*** FRAGMENTO DEL DOCUMENTO ***

Todos tenemos una historia que recordar y que contar: dónde y cómo nos tomó la noticia de los ataques aéreos a las torres gemelas de Nueva York --el extinto World Trade Center-- aquel 11 de septiembre del 2001. Siete años después, les cuento mis memorias.

Yo estaba en Berlín, Alemania. Unos momentos antes, mi acompañante (mi actual ex marido) y yo habíamos ascendido a una ancha calle de la ciudad, desde una estación de metro cuyo nombre jamás registré. Recuerdo haber ido caminando en dirección al museo conocido como Checkpoint Charlie, dedicado al Muro de Berlín, cuando topamos con un grupo de unas quince personas agolpado frente a una vitrina, viendo tres pantallas de televisión. Había una extraña agitación en esa gente: como atraídos por un imán, nos detuvimos y fijamos la vista en los aparatos de TV.

Recuerdo haber visto un rascacielos
disolviéndose en humo y polvo. Pensé que se trataría de una película, pero no me cuadraba por qué esa gente estaba frente a esa vitrina a media tarde, viendo esas imágenes y llamando por celular y diciendo cosas en lenguas que yo desconocía. Empecé a preguntar en inglés qué era lo que pasaba, pero nadie parecía comprender. Un muchacho, de repente, dijo "New York" y "attack". Las pantallas de TV ponían un letrero que tampoco me hacía sentido: "America under attack".

Recuerdo que no entendía lo que ocurría. Sin nadie con quien indagar ni cibercafés a la vista, nos dirigimos, pues, al Checkpoint Charlie, a seguir de turistas por dos días en Berlín. (La inolvidable visita de la mañana fue al Museo de Pérgamo, donde los alemanes exhiben los invaluables frutos de sus saqueos de antiguas ciudades griegas y mesopotámicas.) Tras una hora de recorrer el museo del Muro, que muestra variedad de intentos de cruce al Berlín occidental, mis nervios comenzaban a manifestarse.

Recuerdo, al salir del Checkpoint Charlie, haber preguntado por un cibercafé. La Internet tendría que develar el sentido de la inquietante frase "America under attack". Alguien indicó que había un lugar de esos --no eran muy comunes entonces en Berlín-- en el Sony Center en Postdamer Platz. El metro se encargó de llevarnos hasta ahí y tras dar muchas vueltas encontramos un café archimoderno con cinco computadoras conectadas a Internet. Habrían pasado unas dos horas desde el encuentro con el grupo frente a los televisores.

Recuerdo de forma muy vívida el teclado de aquellas máquinas. Era metálico, estaba en alemán y estaba incrustado en la mesa. Las teclas era frías. El sitio era inhóspito y nada familiar. Mis dedos eran incapaces de presionar las teclas y marcar la dirección de una página web para buscar noticias. El sitio de CNN no conectaba, pero sí los periódicos salvadoreños. Lo que aparecía en pantalla era insólito.

***

[ACTIVIDAD]:
Responde sí o no a cada afirmación según el relato sobre el 11 de septiembre en Berlín, y cita las palabras que lo deciden.
1. Quien narra se encontraba en Berlín cuando vio las imágenes del ataque.
2. En el cibercafé, el sitio de CNN cargó sin problemas.
3. Llegaron al cibercafé del Sony Center en autobús.

*** DATOS PROPORCIONADOS ***

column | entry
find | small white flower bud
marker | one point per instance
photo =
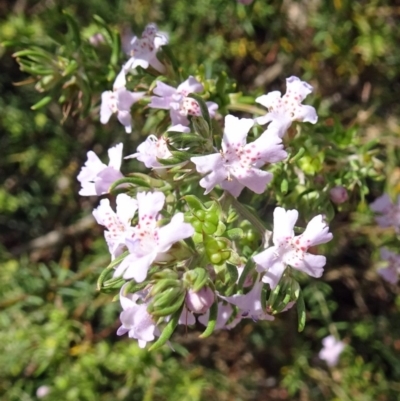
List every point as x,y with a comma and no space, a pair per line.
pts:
338,194
42,391
201,301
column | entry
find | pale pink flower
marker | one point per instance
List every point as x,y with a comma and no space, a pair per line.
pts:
331,350
200,301
291,250
150,150
154,148
238,164
249,304
176,101
135,320
390,213
119,102
224,314
143,51
392,271
96,177
282,111
187,318
118,223
338,194
150,242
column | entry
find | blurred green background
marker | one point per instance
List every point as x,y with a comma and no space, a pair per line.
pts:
58,334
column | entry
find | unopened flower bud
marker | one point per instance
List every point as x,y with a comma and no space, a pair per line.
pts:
201,301
338,194
97,39
42,391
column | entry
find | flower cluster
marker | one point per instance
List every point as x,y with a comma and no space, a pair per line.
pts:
183,248
389,216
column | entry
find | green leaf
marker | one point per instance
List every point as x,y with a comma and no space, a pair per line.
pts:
301,312
248,267
212,321
74,29
116,48
203,108
109,268
168,330
41,103
201,127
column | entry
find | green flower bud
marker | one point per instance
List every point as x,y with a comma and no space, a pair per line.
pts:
216,258
209,228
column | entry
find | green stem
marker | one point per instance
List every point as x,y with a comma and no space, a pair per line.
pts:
247,214
326,314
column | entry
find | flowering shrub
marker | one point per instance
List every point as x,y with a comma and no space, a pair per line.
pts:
185,257
331,168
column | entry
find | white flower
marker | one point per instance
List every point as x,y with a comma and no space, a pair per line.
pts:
392,271
135,319
331,350
283,110
144,50
176,101
291,250
151,243
224,314
390,213
238,164
150,150
200,301
95,177
119,102
117,223
154,148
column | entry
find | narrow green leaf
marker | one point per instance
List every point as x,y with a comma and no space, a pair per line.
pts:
301,312
168,330
116,48
201,127
203,108
248,267
74,29
41,103
212,321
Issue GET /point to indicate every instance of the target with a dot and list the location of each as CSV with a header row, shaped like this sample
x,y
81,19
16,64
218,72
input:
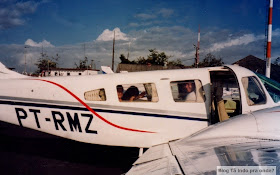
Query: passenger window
x,y
95,95
187,91
254,92
145,92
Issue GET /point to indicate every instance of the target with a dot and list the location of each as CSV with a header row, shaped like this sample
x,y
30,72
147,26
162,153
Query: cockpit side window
x,y
187,91
140,92
253,90
273,87
95,95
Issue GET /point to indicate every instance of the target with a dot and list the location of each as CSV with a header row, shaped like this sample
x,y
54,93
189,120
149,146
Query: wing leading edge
x,y
228,143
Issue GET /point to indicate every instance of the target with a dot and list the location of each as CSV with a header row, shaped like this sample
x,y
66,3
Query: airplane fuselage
x,y
87,108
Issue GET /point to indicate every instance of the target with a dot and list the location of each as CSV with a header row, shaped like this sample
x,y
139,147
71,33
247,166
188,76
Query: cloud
x,y
176,41
12,12
32,43
108,35
145,16
242,40
165,12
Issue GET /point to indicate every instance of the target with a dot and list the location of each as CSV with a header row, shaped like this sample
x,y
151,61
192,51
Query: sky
x,y
231,29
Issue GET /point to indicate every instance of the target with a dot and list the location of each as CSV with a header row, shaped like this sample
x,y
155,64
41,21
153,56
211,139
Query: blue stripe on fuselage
x,y
17,103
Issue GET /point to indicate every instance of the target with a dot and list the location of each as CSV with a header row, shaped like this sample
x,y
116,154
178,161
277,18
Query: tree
x,y
82,64
44,63
157,58
210,61
124,60
154,58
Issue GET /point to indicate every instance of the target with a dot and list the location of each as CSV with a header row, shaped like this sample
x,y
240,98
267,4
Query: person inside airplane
x,y
187,91
190,88
131,94
120,92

***

[RESPUESTA]:
1. Sí: «Yo estaba en Berlín, Alemania.»
2. No: «El sitio de CNN no conectaba, pero sí los periódicos salvadoreños.»
3. No: «El metro se encargó de llevarnos hasta ahí»